TEXT EXCERPT:
** begin **

The stone jetty that defines the Blakely Harbor mill pond may be removed.
For fish in Blakely Harbor, the gauntlet has been thrown.
Abundant food draws them to a man-made pool, fed by a narrow passage between two jetties near the back of the harbor.
At high tide the fish can enter the pool easily. Linger too long, though, and receding waters reveal the gauntlet.
“At low tide the big issue is the (jetty) foundation,” said city shorelines planner Peter Namtvedt Best. “If the fish can’t clear it, they can get trapped in the pool.”
At which point they face a choice: cook in the shallow, sun-warmed water, or seek glory in the eyes of a barnacle gallery – which fills to capacity the sheer sides of the jetties – by leaping to freedom over a series of craggy boulders.
In search of better options, shoreline planners are considering removing part or all of the jetties as they look to improve the health of Blakely Harbor.
Other potential shoreline remedies there include removing derelict creosote pilings, small areas of rip-rap armoring, and remnants of the land’s former mill operation, among them a 2,750-square-foot former powerhouse that sits atop a marsh.

** end **

DIRECTIVE A: Based on the text about Blakely Harbor, does each statement agree with it? Answer yes or no for each, and quote the deciding words. (i) Fish can get into the man-made pool easily at high tide. (ii) The former powerhouse covers 2,750 square feet and sits atop a marsh. (iii) Shoreline planners have decided to remove the jetties entirely.

EXCERPTED DATA:
** begin **

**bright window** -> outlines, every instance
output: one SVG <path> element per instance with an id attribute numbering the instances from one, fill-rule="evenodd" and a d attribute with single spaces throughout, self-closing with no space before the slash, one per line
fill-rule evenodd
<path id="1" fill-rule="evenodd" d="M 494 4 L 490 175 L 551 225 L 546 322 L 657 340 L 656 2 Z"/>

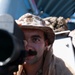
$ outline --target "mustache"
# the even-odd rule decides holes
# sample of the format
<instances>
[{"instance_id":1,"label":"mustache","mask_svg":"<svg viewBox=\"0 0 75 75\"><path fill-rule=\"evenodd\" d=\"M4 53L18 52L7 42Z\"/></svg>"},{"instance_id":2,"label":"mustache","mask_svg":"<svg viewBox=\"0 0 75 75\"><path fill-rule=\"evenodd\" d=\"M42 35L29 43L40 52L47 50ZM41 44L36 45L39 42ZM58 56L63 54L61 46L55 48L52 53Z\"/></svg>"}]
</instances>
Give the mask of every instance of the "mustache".
<instances>
[{"instance_id":1,"label":"mustache","mask_svg":"<svg viewBox=\"0 0 75 75\"><path fill-rule=\"evenodd\" d=\"M33 50L25 50L26 51L26 56L33 56L33 55L37 55L37 52L36 51L33 51Z\"/></svg>"}]
</instances>

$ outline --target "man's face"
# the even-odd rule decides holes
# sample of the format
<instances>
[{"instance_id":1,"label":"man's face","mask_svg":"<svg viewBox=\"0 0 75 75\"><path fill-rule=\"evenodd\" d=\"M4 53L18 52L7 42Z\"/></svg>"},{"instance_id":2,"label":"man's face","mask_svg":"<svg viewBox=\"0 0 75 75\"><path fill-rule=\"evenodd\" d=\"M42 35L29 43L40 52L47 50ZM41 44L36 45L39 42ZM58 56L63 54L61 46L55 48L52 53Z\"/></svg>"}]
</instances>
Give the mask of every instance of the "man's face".
<instances>
[{"instance_id":1,"label":"man's face","mask_svg":"<svg viewBox=\"0 0 75 75\"><path fill-rule=\"evenodd\" d=\"M25 50L36 51L37 55L27 56L26 63L33 64L38 62L43 56L47 46L47 41L44 38L44 32L41 30L23 29L25 35Z\"/></svg>"}]
</instances>

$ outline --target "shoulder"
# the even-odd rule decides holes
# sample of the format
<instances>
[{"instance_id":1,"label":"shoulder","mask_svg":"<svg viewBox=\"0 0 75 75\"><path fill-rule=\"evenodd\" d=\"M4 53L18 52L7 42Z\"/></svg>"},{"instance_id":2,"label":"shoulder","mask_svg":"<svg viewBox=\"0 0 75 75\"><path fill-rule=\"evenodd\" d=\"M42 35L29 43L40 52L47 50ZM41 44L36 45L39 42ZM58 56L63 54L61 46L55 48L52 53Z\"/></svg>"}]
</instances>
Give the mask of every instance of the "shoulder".
<instances>
[{"instance_id":1,"label":"shoulder","mask_svg":"<svg viewBox=\"0 0 75 75\"><path fill-rule=\"evenodd\" d=\"M55 57L55 71L57 75L62 73L62 75L75 75L74 70L62 59Z\"/></svg>"}]
</instances>

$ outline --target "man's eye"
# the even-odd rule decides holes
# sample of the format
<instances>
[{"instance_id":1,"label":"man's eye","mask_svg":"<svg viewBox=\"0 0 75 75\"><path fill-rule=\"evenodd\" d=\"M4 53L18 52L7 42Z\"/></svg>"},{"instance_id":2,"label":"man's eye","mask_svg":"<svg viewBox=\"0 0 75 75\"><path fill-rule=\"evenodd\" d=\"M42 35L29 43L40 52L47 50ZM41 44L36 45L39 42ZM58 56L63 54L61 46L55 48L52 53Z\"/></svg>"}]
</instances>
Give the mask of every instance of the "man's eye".
<instances>
[{"instance_id":1,"label":"man's eye","mask_svg":"<svg viewBox=\"0 0 75 75\"><path fill-rule=\"evenodd\" d=\"M38 41L40 41L40 39L39 38L33 38L32 41L33 42L38 42Z\"/></svg>"}]
</instances>

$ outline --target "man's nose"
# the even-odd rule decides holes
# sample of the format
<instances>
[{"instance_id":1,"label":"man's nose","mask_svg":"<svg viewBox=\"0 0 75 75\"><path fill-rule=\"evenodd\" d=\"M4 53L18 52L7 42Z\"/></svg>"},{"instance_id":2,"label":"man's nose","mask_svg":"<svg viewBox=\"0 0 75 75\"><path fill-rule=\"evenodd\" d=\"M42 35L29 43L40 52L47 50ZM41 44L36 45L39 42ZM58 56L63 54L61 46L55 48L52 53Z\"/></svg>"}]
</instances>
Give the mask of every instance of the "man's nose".
<instances>
[{"instance_id":1,"label":"man's nose","mask_svg":"<svg viewBox=\"0 0 75 75\"><path fill-rule=\"evenodd\" d=\"M24 40L25 50L32 50L31 42Z\"/></svg>"}]
</instances>

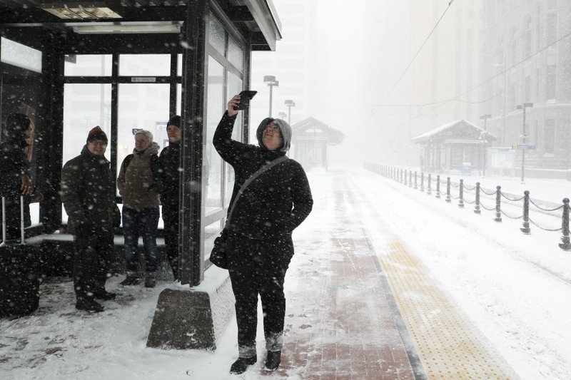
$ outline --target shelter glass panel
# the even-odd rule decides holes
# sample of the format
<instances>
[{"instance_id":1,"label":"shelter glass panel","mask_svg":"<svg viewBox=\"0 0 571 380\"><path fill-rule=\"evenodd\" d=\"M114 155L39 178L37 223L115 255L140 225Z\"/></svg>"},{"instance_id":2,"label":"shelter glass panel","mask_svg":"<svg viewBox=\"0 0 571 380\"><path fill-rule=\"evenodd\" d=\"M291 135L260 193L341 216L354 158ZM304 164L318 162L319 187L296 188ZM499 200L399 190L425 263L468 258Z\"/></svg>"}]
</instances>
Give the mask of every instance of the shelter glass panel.
<instances>
[{"instance_id":1,"label":"shelter glass panel","mask_svg":"<svg viewBox=\"0 0 571 380\"><path fill-rule=\"evenodd\" d=\"M117 173L121 163L135 148L135 133L144 129L162 145L167 139L164 125L168 120L169 90L166 84L120 84L117 123Z\"/></svg>"},{"instance_id":2,"label":"shelter glass panel","mask_svg":"<svg viewBox=\"0 0 571 380\"><path fill-rule=\"evenodd\" d=\"M110 76L113 67L111 54L79 54L66 56L66 76Z\"/></svg>"},{"instance_id":3,"label":"shelter glass panel","mask_svg":"<svg viewBox=\"0 0 571 380\"><path fill-rule=\"evenodd\" d=\"M66 84L64 86L64 155L63 163L79 155L86 144L87 134L99 125L111 136L111 84ZM107 146L105 157L109 160ZM61 219L67 222L65 209Z\"/></svg>"},{"instance_id":4,"label":"shelter glass panel","mask_svg":"<svg viewBox=\"0 0 571 380\"><path fill-rule=\"evenodd\" d=\"M208 111L206 113L206 143L203 160L206 164L205 180L206 197L205 215L222 207L223 160L212 144L212 138L224 111L224 68L212 56L208 57Z\"/></svg>"},{"instance_id":5,"label":"shelter glass panel","mask_svg":"<svg viewBox=\"0 0 571 380\"><path fill-rule=\"evenodd\" d=\"M244 71L244 52L232 37L228 37L228 60L240 70L241 73Z\"/></svg>"},{"instance_id":6,"label":"shelter glass panel","mask_svg":"<svg viewBox=\"0 0 571 380\"><path fill-rule=\"evenodd\" d=\"M99 125L111 140L111 84L66 84L64 86L64 156L65 163L78 155L87 134ZM105 156L110 159L108 145Z\"/></svg>"},{"instance_id":7,"label":"shelter glass panel","mask_svg":"<svg viewBox=\"0 0 571 380\"><path fill-rule=\"evenodd\" d=\"M224 55L226 43L226 32L224 27L212 14L209 17L208 24L208 42L218 53Z\"/></svg>"},{"instance_id":8,"label":"shelter glass panel","mask_svg":"<svg viewBox=\"0 0 571 380\"><path fill-rule=\"evenodd\" d=\"M119 56L119 75L168 76L171 75L171 55L121 54Z\"/></svg>"},{"instance_id":9,"label":"shelter glass panel","mask_svg":"<svg viewBox=\"0 0 571 380\"><path fill-rule=\"evenodd\" d=\"M0 61L41 73L41 51L4 37L0 38Z\"/></svg>"}]
</instances>

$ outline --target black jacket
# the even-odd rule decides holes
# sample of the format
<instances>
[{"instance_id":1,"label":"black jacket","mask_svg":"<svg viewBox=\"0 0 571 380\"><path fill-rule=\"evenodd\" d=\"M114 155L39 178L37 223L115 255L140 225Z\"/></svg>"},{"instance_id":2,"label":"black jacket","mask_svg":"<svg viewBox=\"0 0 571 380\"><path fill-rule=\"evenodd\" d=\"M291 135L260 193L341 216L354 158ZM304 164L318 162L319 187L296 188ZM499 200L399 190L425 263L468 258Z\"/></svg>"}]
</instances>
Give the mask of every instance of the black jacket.
<instances>
[{"instance_id":1,"label":"black jacket","mask_svg":"<svg viewBox=\"0 0 571 380\"><path fill-rule=\"evenodd\" d=\"M109 161L89 152L87 145L61 170L61 200L71 233L78 226L112 231L121 223Z\"/></svg>"},{"instance_id":2,"label":"black jacket","mask_svg":"<svg viewBox=\"0 0 571 380\"><path fill-rule=\"evenodd\" d=\"M181 143L169 143L158 157L161 203L165 207L178 209L178 188L181 180Z\"/></svg>"},{"instance_id":3,"label":"black jacket","mask_svg":"<svg viewBox=\"0 0 571 380\"><path fill-rule=\"evenodd\" d=\"M286 154L232 140L235 117L224 113L213 143L222 159L234 168L231 205L244 182L267 163ZM246 188L228 228L254 239L277 239L291 235L311 212L313 200L305 172L288 159L262 173Z\"/></svg>"}]
</instances>

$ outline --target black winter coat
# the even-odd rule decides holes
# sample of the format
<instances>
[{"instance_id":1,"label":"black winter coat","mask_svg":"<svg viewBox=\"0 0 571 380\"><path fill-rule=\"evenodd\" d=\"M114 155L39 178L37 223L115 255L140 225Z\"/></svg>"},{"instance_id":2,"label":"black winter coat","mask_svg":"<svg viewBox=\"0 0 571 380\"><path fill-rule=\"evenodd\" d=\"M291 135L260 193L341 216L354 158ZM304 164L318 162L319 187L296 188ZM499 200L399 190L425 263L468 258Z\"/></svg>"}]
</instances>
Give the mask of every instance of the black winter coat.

** end **

DIRECTIVE B: Copy the records from their first line through the line containing "494 4 L 490", including both of those lines.

ANSWER A:
(i) Yes: "At high tide the fish can enter the pool easily."
(ii) Yes: "a 2,750-square-foot former powerhouse that sits atop a marsh."
(iii) No: "shoreline planners are considering removing part or all of the jetties."

ANSWER B:
**bright window** -> outlines, every instance
output: one SVG <path> element per instance with an id attribute numbering the instances from one, fill-rule="evenodd" and a d attribute with single spaces throughout, self-closing with no space before the slash, one per line
fill-rule evenodd
<path id="1" fill-rule="evenodd" d="M 494 4 L 490 175 L 551 225 L 546 322 L 657 340 L 656 2 Z"/>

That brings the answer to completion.